→ Task requirements:
Repeat the listing exactly as given, omitting every image.

:: Source data ::

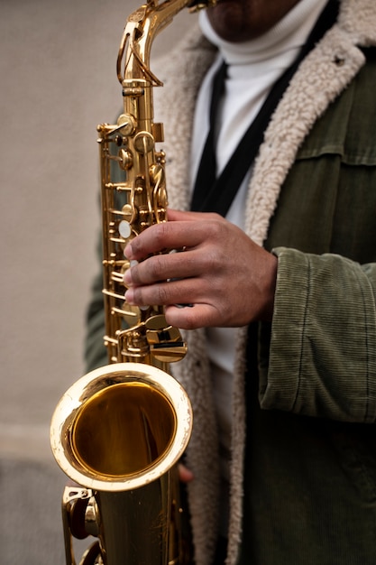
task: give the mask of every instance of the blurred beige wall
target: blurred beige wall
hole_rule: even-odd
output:
[[[50,419],[83,372],[97,268],[96,126],[121,107],[117,49],[139,4],[0,3],[3,565],[63,562],[65,478],[50,452]],[[191,17],[179,14],[152,55],[173,48]]]

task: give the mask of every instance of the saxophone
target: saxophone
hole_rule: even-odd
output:
[[[147,0],[127,19],[117,57],[124,112],[101,124],[103,279],[109,364],[78,380],[52,416],[50,445],[72,479],[62,498],[66,562],[74,539],[95,536],[80,565],[192,563],[178,461],[188,443],[192,409],[169,365],[187,347],[160,306],[124,301],[127,242],[167,219],[161,124],[153,121],[151,42],[190,0]]]

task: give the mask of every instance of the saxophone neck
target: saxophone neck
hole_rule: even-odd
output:
[[[147,0],[131,14],[126,21],[117,57],[119,82],[142,79],[150,86],[161,83],[150,69],[151,44],[158,33],[170,23],[174,16],[188,7],[190,12],[212,7],[216,0]]]

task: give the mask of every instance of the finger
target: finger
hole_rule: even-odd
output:
[[[131,286],[125,300],[132,306],[165,306],[170,304],[194,304],[208,294],[205,282],[200,279],[182,279],[155,284]]]
[[[133,264],[124,275],[126,287],[152,284],[161,281],[199,276],[207,269],[203,254],[196,251],[160,254]]]
[[[166,306],[165,317],[168,324],[180,329],[214,328],[223,321],[217,309],[210,303],[197,303],[191,307]]]
[[[176,210],[169,208],[167,210],[167,218],[169,221],[172,222],[192,222],[192,221],[206,221],[209,219],[218,219],[221,217],[215,212],[188,212],[182,210]]]
[[[196,246],[201,239],[201,227],[198,222],[155,224],[142,231],[125,246],[124,255],[130,260],[142,261],[166,249]]]

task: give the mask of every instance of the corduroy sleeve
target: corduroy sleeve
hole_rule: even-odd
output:
[[[375,421],[376,264],[273,253],[279,269],[261,407]]]

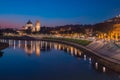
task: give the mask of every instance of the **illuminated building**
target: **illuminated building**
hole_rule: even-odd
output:
[[[104,23],[109,23],[112,25],[112,30],[108,31],[108,33],[100,33],[98,37],[100,39],[107,39],[107,40],[120,40],[120,15],[116,16],[115,18],[109,19]]]
[[[35,26],[33,23],[29,20],[25,26],[23,26],[22,30],[30,30],[31,32],[39,32],[40,31],[40,21],[36,21]]]
[[[36,24],[35,24],[35,31],[39,32],[40,31],[40,27],[41,27],[40,21],[37,20]]]

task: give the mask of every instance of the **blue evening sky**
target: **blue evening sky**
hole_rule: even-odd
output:
[[[0,0],[0,24],[95,24],[120,13],[120,0]]]

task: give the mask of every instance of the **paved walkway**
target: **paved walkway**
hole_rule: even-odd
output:
[[[49,39],[44,39],[44,40],[56,41],[56,42],[61,42],[76,47],[80,47],[86,49],[87,51],[92,52],[94,55],[101,57],[105,60],[120,64],[120,50],[117,47],[115,47],[115,45],[113,44],[108,44],[106,42],[103,43],[102,41],[95,41],[85,47],[77,43],[68,42],[68,41],[49,40]]]

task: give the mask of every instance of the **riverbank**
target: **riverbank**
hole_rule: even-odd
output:
[[[107,68],[120,73],[120,60],[117,59],[116,57],[114,57],[114,58],[110,57],[109,52],[106,53],[106,49],[104,49],[106,47],[105,45],[104,45],[104,47],[103,47],[103,45],[101,45],[101,47],[98,48],[97,46],[100,44],[94,43],[94,42],[90,43],[87,46],[83,46],[83,45],[80,45],[80,44],[77,44],[74,42],[69,42],[69,41],[64,41],[64,40],[55,40],[55,39],[48,39],[48,38],[47,39],[44,38],[41,40],[63,43],[63,44],[74,46],[79,49],[84,49],[89,52],[88,55],[91,55],[92,59],[94,59],[96,63],[100,63],[100,64],[106,66]],[[94,46],[94,48],[92,46]],[[105,53],[103,51],[99,51],[99,49],[103,50]],[[114,54],[114,52],[111,52],[111,53]],[[106,56],[105,54],[107,54],[108,56]]]
[[[0,50],[7,48],[9,45],[7,43],[0,42]]]
[[[14,38],[15,39],[15,38]],[[120,73],[120,53],[119,49],[113,44],[103,41],[94,41],[89,42],[86,40],[74,40],[74,39],[64,39],[64,38],[32,38],[29,39],[20,37],[16,38],[16,40],[42,40],[42,41],[50,41],[50,42],[58,42],[67,45],[74,46],[79,49],[84,49],[92,55],[93,60],[95,59],[96,63],[102,63],[107,68],[110,68],[116,72]]]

:::

→ Result for this exercise:
task: give the mask of every instance of the blurred beige wall
target: blurred beige wall
hole_rule: even-odd
output:
[[[50,419],[83,372],[97,268],[96,126],[121,107],[117,49],[139,4],[0,3],[3,565],[63,562],[65,478],[50,452]],[[191,17],[179,14],[152,55],[173,48]]]

task: give the mask of every instance of the saxophone
target: saxophone
hole_rule: even-odd
output:
[[[147,0],[127,19],[117,57],[124,112],[101,124],[103,279],[109,364],[78,380],[52,416],[50,445],[72,479],[62,498],[66,562],[74,539],[95,536],[80,565],[192,563],[178,461],[188,443],[192,409],[169,365],[187,347],[160,306],[124,301],[127,242],[167,219],[161,124],[153,121],[151,42],[190,0]]]

task: give the mask of every instance of the saxophone neck
target: saxophone neck
hole_rule: even-odd
output:
[[[147,0],[131,14],[126,21],[117,57],[119,82],[142,79],[150,86],[161,83],[150,69],[151,44],[158,33],[170,23],[174,16],[188,7],[190,12],[212,7],[216,0]]]

task: give the mask of every instance of the finger
target: finger
hole_rule: even-odd
output:
[[[131,286],[125,300],[132,306],[165,306],[170,304],[194,304],[208,294],[205,282],[200,279],[182,279],[155,284]]]
[[[133,264],[124,275],[126,287],[152,284],[161,281],[199,276],[207,269],[203,254],[196,251],[160,254]]]
[[[166,306],[165,317],[168,324],[180,329],[214,328],[223,321],[217,309],[210,303],[197,303],[191,307]]]
[[[176,210],[169,208],[167,210],[167,218],[169,221],[172,222],[192,222],[192,221],[206,221],[209,219],[218,219],[221,217],[215,212],[188,212],[182,210]]]
[[[196,246],[201,239],[201,227],[198,222],[155,224],[142,231],[125,246],[124,255],[130,260],[142,261],[166,249]]]

task: give the mask of every instance of the corduroy sleeve
target: corduroy sleeve
hole_rule: even-odd
output:
[[[375,421],[376,264],[273,253],[279,269],[261,407]]]

task: give the mask of every instance of the **illuminated building**
target: **illuminated building**
hole_rule: even-odd
output:
[[[104,23],[109,23],[112,25],[112,30],[108,31],[108,33],[100,33],[98,37],[100,39],[107,39],[107,40],[120,40],[120,15],[116,16],[115,18],[109,19]]]
[[[35,26],[33,23],[29,20],[25,26],[23,26],[22,30],[30,30],[31,32],[39,32],[40,31],[40,21],[36,21]]]
[[[36,24],[35,24],[35,31],[39,32],[40,31],[40,27],[41,27],[40,21],[37,20]]]

task: give the mask of every instance of the **blue evening sky**
target: **blue evening sky**
hole_rule: even-odd
output:
[[[0,0],[0,24],[95,24],[120,13],[120,0]]]

task: give the mask of every instance of the **paved walkway**
target: **paved walkway**
hole_rule: even-odd
output:
[[[49,39],[44,39],[44,40],[56,41],[56,42],[61,42],[76,47],[80,47],[86,49],[87,51],[92,52],[94,55],[101,57],[105,60],[120,64],[120,50],[117,47],[115,47],[115,45],[113,44],[108,44],[106,42],[103,43],[102,41],[95,41],[85,47],[77,43],[68,42],[68,41],[49,40]]]

task: give the mask of every instance of the **riverbank**
target: **riverbank**
hole_rule: even-odd
output:
[[[107,68],[120,73],[120,60],[117,59],[116,57],[114,57],[114,58],[110,57],[109,52],[106,53],[106,49],[104,49],[106,47],[105,45],[104,45],[104,47],[103,47],[103,45],[101,45],[101,47],[98,48],[97,46],[100,44],[94,43],[94,42],[90,43],[87,46],[83,46],[83,45],[80,45],[80,44],[77,44],[74,42],[69,42],[69,41],[64,41],[64,40],[55,40],[55,39],[48,39],[48,38],[47,39],[44,38],[41,40],[63,43],[63,44],[74,46],[79,49],[84,49],[89,52],[88,55],[91,55],[92,59],[94,59],[96,63],[100,63],[100,64],[106,66]],[[94,46],[94,48],[92,46]],[[105,53],[103,51],[99,51],[99,49],[103,50]],[[114,54],[114,52],[111,52],[111,53]],[[106,56],[105,54],[107,54],[108,56]]]
[[[0,50],[7,48],[9,45],[7,43],[0,42]]]
[[[14,38],[15,39],[15,38]],[[120,73],[120,53],[119,49],[113,44],[103,41],[94,41],[89,42],[86,40],[74,40],[74,39],[64,39],[64,38],[32,38],[29,39],[20,37],[16,38],[16,40],[42,40],[42,41],[50,41],[50,42],[58,42],[67,45],[74,46],[79,49],[84,49],[92,55],[93,60],[95,59],[96,63],[102,63],[107,68],[110,68],[116,72]]]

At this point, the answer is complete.